══ Task inputs

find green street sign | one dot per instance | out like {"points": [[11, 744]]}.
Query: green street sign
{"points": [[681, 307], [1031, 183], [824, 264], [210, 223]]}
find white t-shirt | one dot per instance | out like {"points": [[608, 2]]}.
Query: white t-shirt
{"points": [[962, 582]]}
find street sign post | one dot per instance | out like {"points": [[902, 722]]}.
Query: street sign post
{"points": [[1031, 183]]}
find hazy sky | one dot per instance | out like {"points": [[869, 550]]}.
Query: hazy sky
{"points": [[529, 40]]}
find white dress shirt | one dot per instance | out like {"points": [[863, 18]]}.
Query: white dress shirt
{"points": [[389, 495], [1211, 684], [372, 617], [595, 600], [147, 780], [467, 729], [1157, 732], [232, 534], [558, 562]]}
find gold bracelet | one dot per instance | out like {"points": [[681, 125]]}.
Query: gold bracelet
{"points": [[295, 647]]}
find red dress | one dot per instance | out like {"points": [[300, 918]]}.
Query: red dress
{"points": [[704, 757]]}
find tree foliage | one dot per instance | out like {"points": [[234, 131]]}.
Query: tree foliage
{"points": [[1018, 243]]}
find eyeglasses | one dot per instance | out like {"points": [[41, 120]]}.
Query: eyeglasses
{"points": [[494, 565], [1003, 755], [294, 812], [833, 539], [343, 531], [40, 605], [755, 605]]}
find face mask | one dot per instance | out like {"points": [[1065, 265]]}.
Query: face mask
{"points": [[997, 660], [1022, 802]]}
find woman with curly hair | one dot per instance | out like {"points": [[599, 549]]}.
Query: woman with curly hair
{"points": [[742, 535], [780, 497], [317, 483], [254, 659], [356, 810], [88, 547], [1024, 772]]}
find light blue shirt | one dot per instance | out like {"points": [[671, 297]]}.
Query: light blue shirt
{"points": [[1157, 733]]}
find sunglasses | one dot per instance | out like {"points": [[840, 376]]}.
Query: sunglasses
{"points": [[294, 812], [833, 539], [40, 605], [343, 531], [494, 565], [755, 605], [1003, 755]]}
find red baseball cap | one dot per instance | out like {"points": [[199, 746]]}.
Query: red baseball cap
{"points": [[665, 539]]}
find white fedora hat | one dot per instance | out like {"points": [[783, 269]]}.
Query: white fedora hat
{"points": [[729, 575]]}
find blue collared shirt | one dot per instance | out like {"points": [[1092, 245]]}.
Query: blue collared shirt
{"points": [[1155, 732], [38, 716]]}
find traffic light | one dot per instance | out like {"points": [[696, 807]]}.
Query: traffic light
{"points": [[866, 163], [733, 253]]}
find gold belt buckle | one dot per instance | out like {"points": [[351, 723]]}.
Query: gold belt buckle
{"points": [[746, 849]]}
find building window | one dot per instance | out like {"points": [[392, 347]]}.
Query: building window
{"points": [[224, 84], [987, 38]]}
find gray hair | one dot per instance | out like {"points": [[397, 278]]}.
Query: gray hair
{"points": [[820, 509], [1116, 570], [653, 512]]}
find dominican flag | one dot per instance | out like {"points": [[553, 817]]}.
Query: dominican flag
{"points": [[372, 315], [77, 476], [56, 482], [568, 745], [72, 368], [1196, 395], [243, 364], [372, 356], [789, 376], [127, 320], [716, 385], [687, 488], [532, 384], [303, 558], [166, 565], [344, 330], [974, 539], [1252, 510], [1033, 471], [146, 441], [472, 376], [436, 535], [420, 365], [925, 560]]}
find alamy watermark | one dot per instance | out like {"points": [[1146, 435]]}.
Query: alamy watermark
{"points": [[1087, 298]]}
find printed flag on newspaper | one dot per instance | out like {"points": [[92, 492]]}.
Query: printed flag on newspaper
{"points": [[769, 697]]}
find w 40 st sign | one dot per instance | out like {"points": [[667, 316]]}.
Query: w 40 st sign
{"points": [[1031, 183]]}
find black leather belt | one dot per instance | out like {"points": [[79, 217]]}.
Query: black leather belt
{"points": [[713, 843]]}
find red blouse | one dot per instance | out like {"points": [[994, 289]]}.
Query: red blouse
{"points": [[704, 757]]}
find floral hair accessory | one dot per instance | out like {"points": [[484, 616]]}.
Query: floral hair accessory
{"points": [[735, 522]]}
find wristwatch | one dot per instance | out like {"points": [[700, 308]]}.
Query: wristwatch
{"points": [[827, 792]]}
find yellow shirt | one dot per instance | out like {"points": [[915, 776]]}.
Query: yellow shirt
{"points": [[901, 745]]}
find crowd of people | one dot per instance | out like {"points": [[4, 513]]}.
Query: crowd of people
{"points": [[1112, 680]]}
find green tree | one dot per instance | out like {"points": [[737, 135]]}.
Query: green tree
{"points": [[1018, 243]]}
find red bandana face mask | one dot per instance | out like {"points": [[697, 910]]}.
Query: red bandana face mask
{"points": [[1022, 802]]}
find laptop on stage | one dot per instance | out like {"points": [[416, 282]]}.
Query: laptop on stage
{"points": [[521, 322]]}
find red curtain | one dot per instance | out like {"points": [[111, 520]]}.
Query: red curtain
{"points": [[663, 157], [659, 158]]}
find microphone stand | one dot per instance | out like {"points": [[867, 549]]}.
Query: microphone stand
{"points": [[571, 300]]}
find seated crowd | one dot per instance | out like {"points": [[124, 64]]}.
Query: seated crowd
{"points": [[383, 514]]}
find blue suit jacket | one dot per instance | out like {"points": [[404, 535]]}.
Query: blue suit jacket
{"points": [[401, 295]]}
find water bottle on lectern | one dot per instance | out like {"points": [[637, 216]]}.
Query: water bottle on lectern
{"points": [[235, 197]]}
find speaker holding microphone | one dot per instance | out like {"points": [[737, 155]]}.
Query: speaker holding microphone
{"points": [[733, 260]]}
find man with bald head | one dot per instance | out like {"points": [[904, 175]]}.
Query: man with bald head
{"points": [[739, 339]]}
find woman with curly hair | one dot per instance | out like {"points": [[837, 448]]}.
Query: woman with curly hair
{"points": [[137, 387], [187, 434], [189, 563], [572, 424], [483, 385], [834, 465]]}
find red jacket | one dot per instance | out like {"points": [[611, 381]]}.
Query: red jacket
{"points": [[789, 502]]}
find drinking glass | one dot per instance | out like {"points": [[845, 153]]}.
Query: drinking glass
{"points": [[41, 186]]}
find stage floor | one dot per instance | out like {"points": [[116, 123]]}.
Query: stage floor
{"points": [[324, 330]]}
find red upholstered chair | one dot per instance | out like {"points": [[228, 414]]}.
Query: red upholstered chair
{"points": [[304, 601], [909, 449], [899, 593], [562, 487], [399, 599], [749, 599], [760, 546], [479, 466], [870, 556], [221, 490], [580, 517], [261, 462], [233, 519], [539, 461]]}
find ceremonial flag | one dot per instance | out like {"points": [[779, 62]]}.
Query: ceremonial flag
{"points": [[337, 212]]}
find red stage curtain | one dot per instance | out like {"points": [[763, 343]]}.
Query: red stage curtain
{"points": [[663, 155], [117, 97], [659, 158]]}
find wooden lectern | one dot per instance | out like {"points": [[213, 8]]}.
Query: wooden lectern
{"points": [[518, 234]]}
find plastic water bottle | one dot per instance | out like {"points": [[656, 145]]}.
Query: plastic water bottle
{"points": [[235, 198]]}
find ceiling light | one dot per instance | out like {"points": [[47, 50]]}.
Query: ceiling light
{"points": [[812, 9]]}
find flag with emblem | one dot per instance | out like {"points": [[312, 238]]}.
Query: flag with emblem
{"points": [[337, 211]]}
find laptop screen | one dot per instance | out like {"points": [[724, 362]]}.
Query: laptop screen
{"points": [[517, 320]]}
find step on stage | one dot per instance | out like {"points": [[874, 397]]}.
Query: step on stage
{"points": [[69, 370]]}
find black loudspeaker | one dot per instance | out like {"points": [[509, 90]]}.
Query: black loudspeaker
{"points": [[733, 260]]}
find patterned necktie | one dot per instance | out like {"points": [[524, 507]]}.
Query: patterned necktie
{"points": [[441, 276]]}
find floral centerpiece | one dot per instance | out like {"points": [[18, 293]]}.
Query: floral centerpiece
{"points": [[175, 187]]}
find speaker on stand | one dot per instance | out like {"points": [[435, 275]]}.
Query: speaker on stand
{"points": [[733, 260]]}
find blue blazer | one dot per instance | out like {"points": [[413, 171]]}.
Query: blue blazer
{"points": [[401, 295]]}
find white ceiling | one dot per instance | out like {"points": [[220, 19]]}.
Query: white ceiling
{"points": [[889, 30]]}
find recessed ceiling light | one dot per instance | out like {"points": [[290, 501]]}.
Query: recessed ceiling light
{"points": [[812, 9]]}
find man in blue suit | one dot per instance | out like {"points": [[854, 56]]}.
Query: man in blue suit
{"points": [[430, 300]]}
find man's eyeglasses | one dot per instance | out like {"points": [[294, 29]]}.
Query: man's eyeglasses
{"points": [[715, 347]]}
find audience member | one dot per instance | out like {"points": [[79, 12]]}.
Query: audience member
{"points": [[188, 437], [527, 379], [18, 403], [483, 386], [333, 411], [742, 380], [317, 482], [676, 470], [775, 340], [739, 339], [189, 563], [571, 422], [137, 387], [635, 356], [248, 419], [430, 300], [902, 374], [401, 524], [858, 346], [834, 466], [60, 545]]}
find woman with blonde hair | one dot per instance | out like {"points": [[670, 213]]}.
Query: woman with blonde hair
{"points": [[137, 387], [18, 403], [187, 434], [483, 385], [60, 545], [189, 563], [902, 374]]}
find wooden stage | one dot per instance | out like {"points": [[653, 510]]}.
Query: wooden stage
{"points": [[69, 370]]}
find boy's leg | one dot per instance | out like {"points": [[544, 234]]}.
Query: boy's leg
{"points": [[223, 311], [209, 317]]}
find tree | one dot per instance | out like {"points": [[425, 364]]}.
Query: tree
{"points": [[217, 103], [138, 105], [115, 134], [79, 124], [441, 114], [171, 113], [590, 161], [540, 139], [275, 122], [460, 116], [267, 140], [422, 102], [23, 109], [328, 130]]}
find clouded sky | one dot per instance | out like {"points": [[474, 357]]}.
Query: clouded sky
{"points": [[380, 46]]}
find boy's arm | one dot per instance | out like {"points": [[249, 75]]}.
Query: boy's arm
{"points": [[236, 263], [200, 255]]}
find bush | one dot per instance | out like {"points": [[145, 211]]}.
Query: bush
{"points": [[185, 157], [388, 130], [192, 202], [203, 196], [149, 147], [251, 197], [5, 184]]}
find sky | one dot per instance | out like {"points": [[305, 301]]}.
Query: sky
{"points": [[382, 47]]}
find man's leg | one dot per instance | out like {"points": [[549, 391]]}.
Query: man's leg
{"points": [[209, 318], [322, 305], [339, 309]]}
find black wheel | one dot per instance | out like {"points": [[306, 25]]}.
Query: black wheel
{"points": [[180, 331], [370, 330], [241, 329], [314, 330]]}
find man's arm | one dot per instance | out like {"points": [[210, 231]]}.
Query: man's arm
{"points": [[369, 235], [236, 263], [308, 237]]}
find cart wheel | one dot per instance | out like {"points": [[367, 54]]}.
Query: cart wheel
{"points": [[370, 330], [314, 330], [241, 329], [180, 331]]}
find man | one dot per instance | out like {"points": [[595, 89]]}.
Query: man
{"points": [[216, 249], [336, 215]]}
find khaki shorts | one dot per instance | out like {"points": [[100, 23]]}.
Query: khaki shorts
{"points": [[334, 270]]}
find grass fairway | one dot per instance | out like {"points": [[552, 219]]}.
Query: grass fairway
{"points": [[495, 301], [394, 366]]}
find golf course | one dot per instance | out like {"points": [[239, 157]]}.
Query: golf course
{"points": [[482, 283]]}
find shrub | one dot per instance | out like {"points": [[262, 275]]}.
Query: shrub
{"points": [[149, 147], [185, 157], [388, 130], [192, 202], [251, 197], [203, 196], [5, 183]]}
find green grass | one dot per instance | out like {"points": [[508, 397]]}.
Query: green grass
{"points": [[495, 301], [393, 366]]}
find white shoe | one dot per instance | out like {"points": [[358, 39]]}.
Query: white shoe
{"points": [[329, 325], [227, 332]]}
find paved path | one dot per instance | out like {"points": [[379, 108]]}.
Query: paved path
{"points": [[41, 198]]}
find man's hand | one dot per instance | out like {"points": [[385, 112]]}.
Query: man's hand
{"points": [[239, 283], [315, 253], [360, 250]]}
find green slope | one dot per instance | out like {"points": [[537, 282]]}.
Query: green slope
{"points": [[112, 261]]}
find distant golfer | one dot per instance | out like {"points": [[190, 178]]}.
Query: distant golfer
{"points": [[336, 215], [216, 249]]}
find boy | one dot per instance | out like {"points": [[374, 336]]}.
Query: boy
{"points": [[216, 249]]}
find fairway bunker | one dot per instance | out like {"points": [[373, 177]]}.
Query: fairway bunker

════

◆ What the task asks
Everything from the first line of the records above through the line containing "find street sign" should be restated word for word; leave out all other lines.

◆ Written response
find green street sign | one dot per instance | out like {"points": [[11, 744]]}.
Query: green street sign
{"points": [[681, 307], [1031, 183], [824, 264], [210, 223]]}
find white t-shirt | one dot per instance | out like {"points": [[608, 2]]}.
Query: white t-shirt
{"points": [[962, 582]]}
find street sign post | one dot per instance | out like {"points": [[902, 722]]}.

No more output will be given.